## Problem to solve
An exact transcript of all the records is required, with nothing left out.

## Stored dataset items

--------------------------------------------------

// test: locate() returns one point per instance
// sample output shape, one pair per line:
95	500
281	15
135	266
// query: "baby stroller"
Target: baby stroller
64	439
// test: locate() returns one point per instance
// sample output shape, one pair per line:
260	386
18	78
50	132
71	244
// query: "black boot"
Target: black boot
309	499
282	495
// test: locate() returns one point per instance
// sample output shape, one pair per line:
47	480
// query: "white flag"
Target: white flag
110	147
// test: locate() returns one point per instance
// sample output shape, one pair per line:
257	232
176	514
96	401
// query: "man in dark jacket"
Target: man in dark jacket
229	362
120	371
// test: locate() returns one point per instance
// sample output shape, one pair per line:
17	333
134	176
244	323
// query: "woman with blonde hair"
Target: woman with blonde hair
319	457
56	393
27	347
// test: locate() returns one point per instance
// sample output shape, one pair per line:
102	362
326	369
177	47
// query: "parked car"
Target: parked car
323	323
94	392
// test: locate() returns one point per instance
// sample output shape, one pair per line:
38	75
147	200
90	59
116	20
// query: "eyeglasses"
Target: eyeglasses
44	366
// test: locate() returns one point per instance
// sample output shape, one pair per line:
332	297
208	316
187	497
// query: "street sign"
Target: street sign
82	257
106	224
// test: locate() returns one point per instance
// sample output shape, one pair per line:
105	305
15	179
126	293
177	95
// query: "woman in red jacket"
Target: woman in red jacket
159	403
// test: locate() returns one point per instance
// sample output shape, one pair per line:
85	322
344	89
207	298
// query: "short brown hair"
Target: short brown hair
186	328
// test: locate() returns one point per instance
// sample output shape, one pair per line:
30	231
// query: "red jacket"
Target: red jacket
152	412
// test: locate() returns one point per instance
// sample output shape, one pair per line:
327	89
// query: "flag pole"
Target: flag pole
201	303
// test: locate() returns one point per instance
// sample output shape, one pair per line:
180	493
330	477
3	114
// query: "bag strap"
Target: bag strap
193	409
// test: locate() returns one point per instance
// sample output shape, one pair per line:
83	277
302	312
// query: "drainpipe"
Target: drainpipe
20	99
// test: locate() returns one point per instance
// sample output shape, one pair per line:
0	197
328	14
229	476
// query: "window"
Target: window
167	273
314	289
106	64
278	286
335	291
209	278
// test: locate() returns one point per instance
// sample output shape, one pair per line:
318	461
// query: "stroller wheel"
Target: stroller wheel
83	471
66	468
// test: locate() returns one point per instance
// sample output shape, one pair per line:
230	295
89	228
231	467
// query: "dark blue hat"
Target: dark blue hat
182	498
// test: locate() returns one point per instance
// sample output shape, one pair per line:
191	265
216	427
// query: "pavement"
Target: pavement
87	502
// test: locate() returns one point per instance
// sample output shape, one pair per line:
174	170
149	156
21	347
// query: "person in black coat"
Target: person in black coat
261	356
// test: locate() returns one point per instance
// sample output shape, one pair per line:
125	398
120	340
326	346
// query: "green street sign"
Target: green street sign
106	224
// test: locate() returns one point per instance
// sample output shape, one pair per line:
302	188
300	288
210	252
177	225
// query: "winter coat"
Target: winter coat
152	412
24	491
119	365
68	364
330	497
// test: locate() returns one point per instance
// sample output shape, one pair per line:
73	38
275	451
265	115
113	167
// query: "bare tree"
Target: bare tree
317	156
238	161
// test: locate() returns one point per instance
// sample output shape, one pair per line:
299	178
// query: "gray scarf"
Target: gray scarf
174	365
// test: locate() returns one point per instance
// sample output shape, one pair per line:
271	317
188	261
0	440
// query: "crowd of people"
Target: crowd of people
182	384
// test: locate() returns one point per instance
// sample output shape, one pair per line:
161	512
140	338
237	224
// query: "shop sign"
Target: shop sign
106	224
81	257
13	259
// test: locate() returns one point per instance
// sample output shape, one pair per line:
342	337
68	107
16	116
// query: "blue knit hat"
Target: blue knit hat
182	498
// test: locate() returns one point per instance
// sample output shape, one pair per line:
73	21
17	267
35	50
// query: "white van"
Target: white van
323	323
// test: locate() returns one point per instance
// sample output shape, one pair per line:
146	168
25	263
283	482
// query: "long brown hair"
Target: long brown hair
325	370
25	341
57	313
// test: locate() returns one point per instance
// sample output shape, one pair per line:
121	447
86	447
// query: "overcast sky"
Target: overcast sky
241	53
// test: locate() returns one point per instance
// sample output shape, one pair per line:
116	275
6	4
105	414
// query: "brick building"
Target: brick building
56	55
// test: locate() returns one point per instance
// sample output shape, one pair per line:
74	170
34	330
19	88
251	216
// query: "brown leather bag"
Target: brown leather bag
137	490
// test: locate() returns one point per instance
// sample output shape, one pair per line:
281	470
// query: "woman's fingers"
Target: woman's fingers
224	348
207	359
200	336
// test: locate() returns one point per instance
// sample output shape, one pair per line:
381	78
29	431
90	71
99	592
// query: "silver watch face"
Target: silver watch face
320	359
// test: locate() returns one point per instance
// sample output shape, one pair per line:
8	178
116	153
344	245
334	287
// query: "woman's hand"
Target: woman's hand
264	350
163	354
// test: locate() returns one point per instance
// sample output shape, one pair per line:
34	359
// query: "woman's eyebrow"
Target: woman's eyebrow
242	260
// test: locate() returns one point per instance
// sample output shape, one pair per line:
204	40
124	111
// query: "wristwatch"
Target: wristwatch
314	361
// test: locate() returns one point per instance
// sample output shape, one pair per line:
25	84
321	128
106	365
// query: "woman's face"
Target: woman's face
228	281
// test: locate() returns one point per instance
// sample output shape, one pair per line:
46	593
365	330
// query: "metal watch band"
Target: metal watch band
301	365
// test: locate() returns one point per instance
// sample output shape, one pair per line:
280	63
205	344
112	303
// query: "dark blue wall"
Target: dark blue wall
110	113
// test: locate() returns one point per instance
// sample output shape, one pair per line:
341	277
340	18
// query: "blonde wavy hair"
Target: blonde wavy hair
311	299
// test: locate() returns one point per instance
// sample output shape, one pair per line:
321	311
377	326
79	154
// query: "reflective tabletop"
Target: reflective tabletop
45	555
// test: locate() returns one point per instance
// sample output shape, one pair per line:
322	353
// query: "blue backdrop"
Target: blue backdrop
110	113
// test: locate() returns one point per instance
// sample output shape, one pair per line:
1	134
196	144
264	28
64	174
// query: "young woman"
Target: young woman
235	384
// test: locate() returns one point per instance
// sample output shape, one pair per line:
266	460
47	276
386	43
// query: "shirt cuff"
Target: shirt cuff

--------------------------------------------------

## Task response
// test: locate() returns one point per instance
// sample output shape, one pair per line:
95	500
281	15
135	266
// query: "baby stroller"
Target: baby stroller
64	439
// test: locate() returns one point per instance
// sample output shape, one pair per line:
260	386
18	78
50	132
71	244
// query: "black boot"
Target: black boot
309	499
282	495
// test: locate() returns one point per instance
// sample output shape, one pair per line:
47	480
// query: "white flag"
Target: white flag
110	147
// test: locate() returns one point per instance
// sample output shape, one pair per line:
257	232
176	514
96	401
// query: "man in dark jacket"
Target: man in dark jacket
229	362
120	371
// test: locate() returns one point per instance
// sample output shape, one pair per line:
17	333
134	176
244	323
// query: "woman with blonde hair"
Target: woman with blonde hair
319	457
56	393
27	347
// test: locate() returns one point per instance
// sample output shape, one pair per line:
102	362
326	369
177	47
// query: "parked car"
Target: parked car
323	323
94	392
// test: locate() returns one point per instance
// sample output shape, one pair per line:
38	75
147	200
90	59
116	20
// query: "eyeglasses"
Target: eyeglasses
44	366
// test: locate() returns one point per instance
// sample output shape, one pair per line:
332	297
208	316
187	497
// query: "street sign"
Target: street sign
82	257
106	224
// test: locate() returns one point per instance
// sample output shape, one pair per line:
105	305
15	179
126	293
177	95
// query: "woman in red jacket"
Target: woman in red jacket
159	403
// test: locate() returns one point per instance
// sample output shape, one pair per line:
85	322
344	89
207	298
// query: "short brown hair"
Target: short brown hair
186	328
// test: locate() returns one point per instance
// sample output shape, one pair per line:
30	231
// query: "red jacket"
Target: red jacket
152	412
// test: locate() returns one point per instance
// sample output shape, one pair per line:
327	89
// query: "flag pole"
Target: flag pole
201	303
// test: locate() returns one point per instance
// sample output shape, one pair per line:
180	493
330	477
3	114
// query: "bag strap"
Target: bag strap
193	409
// test: locate() returns one point per instance
// sample output shape, one pair per line:
83	277
302	312
// query: "drainpipe"
Target: drainpipe
20	99
// test: locate() returns one point per instance
// sample output shape, one pair per line:
0	197
328	14
229	476
// query: "window"
Target: window
167	273
314	289
106	64
278	286
335	291
209	278
// test: locate() returns one point per instance
// sample output shape, one pair per line:
318	461
// query: "stroller wheel"
Target: stroller wheel
83	471
66	468
// test: locate() returns one point per instance
// sample output shape, one pair per line:
230	295
89	228
231	467
// query: "dark blue hat"
Target: dark blue hat
182	498
// test: locate() returns one point per instance
// sample output shape, one pair per line:
191	265
216	427
// query: "pavement"
Target: pavement
87	502
// test: locate() returns one point per instance
// sample output shape, one pair per line:
174	170
149	156
21	347
// query: "person in black coat"
Target: person in black coat
261	356
// test: locate() returns one point per instance
// sample output shape, one pair per line:
125	398
120	340
326	346
// query: "green street sign"
Target: green street sign
106	224
// test: locate() returns one point per instance
// sample output shape, one pair per line:
302	188
300	288
210	252
177	225
// query: "winter coat"
Target: winter coat
152	412
24	491
119	365
68	364
330	497
// test: locate() returns one point per instance
// sample output shape, one pair per line:
73	38
275	451
265	115
113	167
// query: "bare tree"
Target: bare tree
317	156
238	161
// test: locate() returns one point per instance
// sample output shape, one pair per line:
299	178
// query: "gray scarf"
Target: gray scarf
174	365
// test: locate() returns one point per instance
// sample output shape, one pair per line:
271	317
188	261
0	440
// query: "crowd of people"
Target: crowd of people
182	384
// test: locate() returns one point per instance
// sample output shape, one pair per line:
161	512
140	338
237	224
// query: "shop sign"
Target: shop sign
106	224
81	257
13	259
// test: locate() returns one point per instance
// sample output shape, one pair per line:
342	337
68	107
16	116
// query: "blue knit hat"
Target: blue knit hat
182	498
// test: locate() returns one point per instance
// sample output shape, one pair per line:
73	21
17	267
35	50
// query: "white van"
Target: white van
323	323
// test: locate() returns one point per instance
// sample output shape, one pair per line:
146	168
25	263
283	482
// query: "long brown hair"
Target: long brown hair
325	370
25	341
57	313
// test: locate() returns one point per instance
// sample output shape, one pair per line:
121	447
86	447
// query: "overcast sky"
Target: overcast sky
241	53
// test: locate() returns one point per instance
// sample output shape, one pair per line:
116	275
6	4
105	414
// query: "brick building"
Target: brick building
56	55
// test: locate() returns one point per instance
// sample output shape, one pair per line:
74	170
34	330
19	88
251	216
// query: "brown leather bag"
Target: brown leather bag
137	490
// test: locate() returns one point per instance
// sample output shape, one pair per line:
281	470
// query: "woman's fingers"
Target: woman's fingers
224	348
207	359
200	336
// test: locate() returns one point per instance
// sample output shape, one pair per line:
381	78
29	431
90	71
99	592
// query: "silver watch face"
Target: silver watch face
320	359
// test: locate() returns one point per instance
// sample output shape, one pair per line:
8	178
116	153
344	245
334	287
// query: "woman's hand"
Target: woman's hand
264	350
163	354
// test: locate() returns one point per instance
// sample output shape, one pair per line:
34	359
// query: "woman's eyebrow"
Target: woman's eyebrow
242	260
// test: locate() returns one point per instance
// sample output shape, one pair per line:
204	40
124	111
// query: "wristwatch"
Target: wristwatch
314	361
// test: locate() returns one point per instance
// sample output shape, one pair per line:
25	84
321	128
106	365
// query: "woman's face"
Target: woman's face
228	281
// test: locate() returns one point per instance
// sample output shape, one pair per line:
46	593
365	330
// query: "metal watch band"
Target: metal watch band
301	365
// test: locate() returns one point per instance
// sample output shape, one pair per line:
280	63
205	344
112	303
// query: "dark blue wall"
Target: dark blue wall
110	113
// test: locate() returns one point per instance
// sample output shape, one pair per line:
341	277
340	18
// query: "blonde wavy hair"
Target: blonde wavy hair
311	299
// test: locate() returns one point per instance
// sample output shape, one pair per line:
321	311
377	326
79	154
// query: "reflective tabletop"
Target: reflective tabletop
45	555
// test: locate() returns one point per instance
// sample output shape, one pair per line:
322	353
// query: "blue backdrop"
Target: blue backdrop
110	113
// test: locate() returns one point per instance
// sample output shape, one pair per line:
1	134
196	144
264	28
64	174
// query: "young woman"
Target: young woman
235	384
// test: locate() returns one point per instance
// sample output shape, one pair per line:
266	460
47	276
386	43
// query: "shirt cuff"
Target: shirt cuff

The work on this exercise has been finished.